» **INSTRUÇÕES DA TAREFA**
Extraia do texto sobre a correção dos precatórios, apresentado abaixo, tudo o que vai de "Só em 2017 o" até "R$ 137,9 mil.", sem qualquer alteração.

» **TEXTO DE ORIGEM**
O Supremo Tribunal Federal (STF) deve concluir neste semestre o julgamento que definiu o índice de correção a ser aplicado antes da expedição de precatório, causa estimada em R$ 7 bilhões pela União. O processo é acompanhado de perto por advogados pela possibilidade de os ministros limitarem a aplicação da decisão e fazer com que credores de precatórios emitidos antes dela tenham os valores corrigidos por um índice que foi considerado inadequado.

Esse tema ficou pendente quando os ministros julgaram a emenda dos precatórios (EC n° 62), em março de 2015. Na ocasião, o Supremo estabeleceu que a correção monetária dos precatórios deveria ser feita pelo IP CA-E, e não pela Taxa Referencial (TR). Mas o julgamento não definiu qual índice deveria ser adotado no intervalo anterior, até a expedição dos títulos, tempo que, segundo  advogados, pode superar o de  pagamento.

 Só em 2017 o STF definiu que o IPCA-E  é o índice de correção adequado para ser aplicado até a expedição do precatório.  No julgamento, os ministros consideraram que, corrigido pela TR, um débito de R$ 100 mil em maio de 2008 passaria a R$ 103 mil em 2014. Mas se fosse corrigido pelo PCA-E, chegaria a R$ 137,9 mil.

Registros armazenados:
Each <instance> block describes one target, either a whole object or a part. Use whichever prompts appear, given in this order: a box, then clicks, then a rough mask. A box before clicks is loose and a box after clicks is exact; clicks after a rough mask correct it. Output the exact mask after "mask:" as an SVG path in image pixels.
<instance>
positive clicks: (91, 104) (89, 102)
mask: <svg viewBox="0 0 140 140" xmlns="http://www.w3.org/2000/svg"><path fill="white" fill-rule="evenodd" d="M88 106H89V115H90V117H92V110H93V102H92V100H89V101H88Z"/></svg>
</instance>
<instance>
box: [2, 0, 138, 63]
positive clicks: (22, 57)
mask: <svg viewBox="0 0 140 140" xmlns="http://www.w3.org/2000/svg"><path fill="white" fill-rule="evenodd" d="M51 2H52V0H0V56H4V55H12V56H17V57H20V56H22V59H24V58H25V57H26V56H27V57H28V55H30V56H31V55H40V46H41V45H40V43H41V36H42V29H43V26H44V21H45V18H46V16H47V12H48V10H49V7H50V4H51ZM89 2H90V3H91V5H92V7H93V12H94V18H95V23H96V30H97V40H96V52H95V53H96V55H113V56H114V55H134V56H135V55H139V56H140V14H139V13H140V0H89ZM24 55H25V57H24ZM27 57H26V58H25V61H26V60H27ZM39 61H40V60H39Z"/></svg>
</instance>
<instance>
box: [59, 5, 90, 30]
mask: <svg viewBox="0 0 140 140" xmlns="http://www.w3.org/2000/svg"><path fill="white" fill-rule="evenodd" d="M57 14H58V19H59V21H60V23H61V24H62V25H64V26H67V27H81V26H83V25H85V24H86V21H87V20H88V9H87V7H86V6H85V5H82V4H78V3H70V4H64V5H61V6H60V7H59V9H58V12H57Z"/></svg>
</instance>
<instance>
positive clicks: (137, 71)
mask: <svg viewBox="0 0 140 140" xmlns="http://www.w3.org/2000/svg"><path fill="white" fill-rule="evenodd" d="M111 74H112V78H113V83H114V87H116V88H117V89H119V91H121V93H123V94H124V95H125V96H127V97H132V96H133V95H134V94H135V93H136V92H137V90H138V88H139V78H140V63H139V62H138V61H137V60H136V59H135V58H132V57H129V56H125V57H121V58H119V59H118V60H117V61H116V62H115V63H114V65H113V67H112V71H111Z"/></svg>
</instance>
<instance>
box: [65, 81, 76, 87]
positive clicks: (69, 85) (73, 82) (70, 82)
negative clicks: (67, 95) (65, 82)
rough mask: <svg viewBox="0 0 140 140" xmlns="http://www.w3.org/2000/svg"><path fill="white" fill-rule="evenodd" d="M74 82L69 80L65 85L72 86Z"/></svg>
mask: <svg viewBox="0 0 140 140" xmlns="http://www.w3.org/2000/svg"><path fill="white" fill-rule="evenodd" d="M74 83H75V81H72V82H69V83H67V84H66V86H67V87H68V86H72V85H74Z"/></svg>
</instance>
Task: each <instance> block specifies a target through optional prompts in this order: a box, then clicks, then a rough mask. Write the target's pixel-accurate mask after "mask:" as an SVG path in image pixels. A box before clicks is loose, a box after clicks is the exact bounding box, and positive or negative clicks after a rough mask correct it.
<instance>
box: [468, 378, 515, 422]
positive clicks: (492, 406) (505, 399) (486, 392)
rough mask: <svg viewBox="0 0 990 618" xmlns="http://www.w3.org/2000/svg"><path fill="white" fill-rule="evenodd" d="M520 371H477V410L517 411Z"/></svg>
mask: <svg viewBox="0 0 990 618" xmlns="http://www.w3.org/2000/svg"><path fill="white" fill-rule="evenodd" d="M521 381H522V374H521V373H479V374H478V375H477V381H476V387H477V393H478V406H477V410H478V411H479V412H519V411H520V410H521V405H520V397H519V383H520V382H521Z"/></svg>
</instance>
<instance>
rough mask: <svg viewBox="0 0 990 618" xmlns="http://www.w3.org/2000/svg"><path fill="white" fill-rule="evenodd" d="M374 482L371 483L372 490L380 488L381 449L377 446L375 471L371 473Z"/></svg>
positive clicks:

» **RESULTADO**
Só em 2017 o STF definiu que o IPCA-E  é o índice de correção adequado para ser aplicado até a expedição do precatório.  No julgamento, os ministros consideraram que, corrigido pela TR, um débito de R$ 100 mil em maio de 2008 passaria a R$ 103 mil em 2014. Mas se fosse corrigido pelo PCA-E, chegaria a R$ 137,9 mil.